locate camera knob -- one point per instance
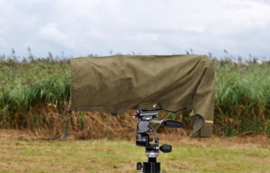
(166, 148)
(139, 166)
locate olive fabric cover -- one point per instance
(175, 83)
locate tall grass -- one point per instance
(34, 94)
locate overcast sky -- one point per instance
(104, 27)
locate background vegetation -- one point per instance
(34, 94)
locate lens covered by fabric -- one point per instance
(118, 83)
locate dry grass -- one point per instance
(26, 152)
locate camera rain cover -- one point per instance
(175, 83)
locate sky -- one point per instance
(163, 27)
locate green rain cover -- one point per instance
(175, 83)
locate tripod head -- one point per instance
(145, 118)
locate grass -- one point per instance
(19, 153)
(34, 94)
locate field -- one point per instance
(22, 152)
(34, 94)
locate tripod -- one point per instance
(145, 118)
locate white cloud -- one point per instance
(150, 27)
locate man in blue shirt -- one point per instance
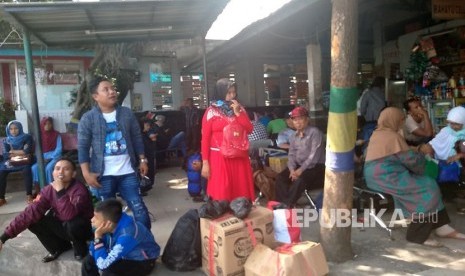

== What you need to do ==
Leave out the pictures, and write out exactly the lines from the line containing "locate tripod head -- one point per instance" through the end of the records above.

== Written reply ==
locate tripod head -- one point per instance
(145, 118)
locate grass -- one point per instance
(19, 153)
(34, 94)
locate field -- one point per instance
(22, 152)
(34, 94)
locate tripod -- one point per instance
(145, 118)
locate white cloud -- one point per instance
(150, 27)
locate man in blue shirt -- one point per instance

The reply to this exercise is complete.